■ **Aim**
Reproduce every one of the entries below verbatim, leaving out the pictures.

━━ Dataset extract

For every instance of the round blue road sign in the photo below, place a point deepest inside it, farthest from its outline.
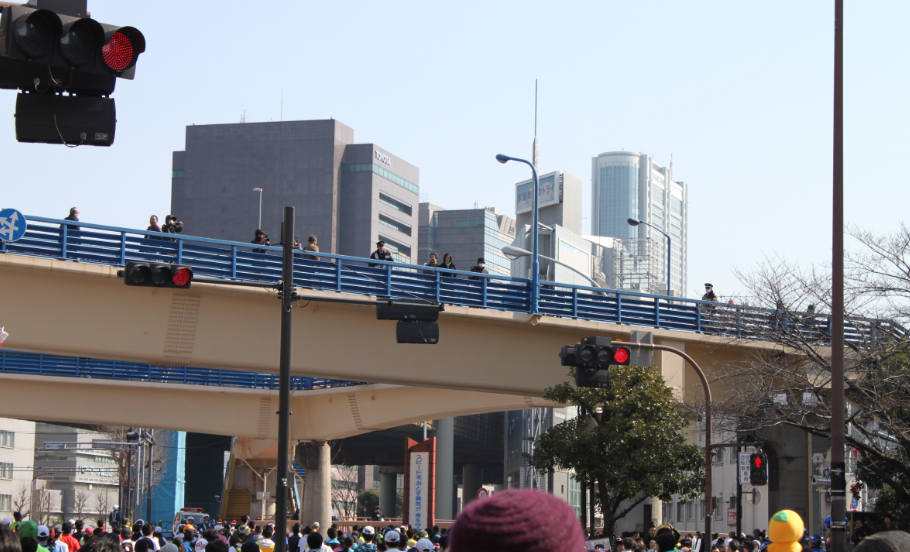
(12, 225)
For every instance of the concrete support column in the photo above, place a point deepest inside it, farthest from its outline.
(472, 477)
(388, 486)
(445, 467)
(317, 496)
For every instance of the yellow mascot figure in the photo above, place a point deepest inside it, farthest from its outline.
(784, 530)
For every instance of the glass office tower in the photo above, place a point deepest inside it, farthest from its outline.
(631, 185)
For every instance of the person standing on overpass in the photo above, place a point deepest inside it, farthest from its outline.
(381, 253)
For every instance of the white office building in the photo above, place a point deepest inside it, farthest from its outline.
(631, 185)
(17, 454)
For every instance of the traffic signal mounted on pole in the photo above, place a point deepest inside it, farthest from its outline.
(758, 469)
(157, 275)
(48, 47)
(592, 358)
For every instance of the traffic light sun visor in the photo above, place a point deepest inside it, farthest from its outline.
(37, 32)
(81, 41)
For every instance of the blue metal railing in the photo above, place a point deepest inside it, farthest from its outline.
(12, 362)
(93, 243)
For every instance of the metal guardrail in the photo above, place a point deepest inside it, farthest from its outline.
(12, 362)
(113, 246)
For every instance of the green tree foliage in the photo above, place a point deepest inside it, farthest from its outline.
(632, 444)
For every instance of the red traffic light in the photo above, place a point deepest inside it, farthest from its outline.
(621, 355)
(182, 276)
(157, 275)
(122, 48)
(118, 52)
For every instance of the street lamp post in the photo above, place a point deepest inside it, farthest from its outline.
(259, 226)
(535, 262)
(636, 222)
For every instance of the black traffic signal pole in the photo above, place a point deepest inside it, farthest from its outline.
(284, 380)
(838, 429)
(709, 428)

━━━━

■ **Full output**
For every instance of the round blue road sign in the photo below, place a point deepest inside it, farthest from its outline.
(12, 225)
For every instance of the concrete support column in the photo above, place a point deepest inside it, farthest from its outline.
(472, 477)
(388, 486)
(445, 467)
(317, 496)
For every instance of the yellow mascot figure in the photo above, place a point deepest inside it, farthest from its outline.
(784, 530)
For every instance of the glass office tower in the photo above, place a point deepest inside it, farthest from its outline.
(631, 185)
For every instance of the person standing on overpass in the photo above, place a point deepest inside it, farthest from its outline.
(381, 253)
For every instance of the white office building in the photo above, place a point deepest inside it, farthest from its outline.
(631, 185)
(17, 454)
For every instance of the traffic signal mounted on pole in the photo above, place a point deepest inside it, farthest from its outline.
(758, 469)
(157, 275)
(48, 47)
(592, 358)
For every instance of the traffic light sun visor in the photo above, place a point deepest inside it, farthest from its outline.
(37, 32)
(81, 41)
For every instance of the blue metal railing in the photo above, place a point deepest inside it, farthest from its outline.
(12, 362)
(93, 243)
For every instance of the metal guardrail in the photo above, place a point deepest inside it, farthest from its outline.
(12, 362)
(113, 246)
For every instance of the green tree foliage in the photo above, place a point deepest inside it, farthest from its outline.
(632, 444)
For every instance of the red traffic light in the photo above, place a point deepest inside it, farthest from its outline.
(621, 355)
(182, 276)
(157, 275)
(122, 48)
(118, 52)
For every instance of the street lamp post in the photo above, place a point deepest inside it, farthest from its outline.
(259, 226)
(535, 262)
(636, 222)
For every instance of the black traffic signal pole in the photo above, place a point deepest inside it, farthest from its outline.
(284, 380)
(838, 429)
(709, 428)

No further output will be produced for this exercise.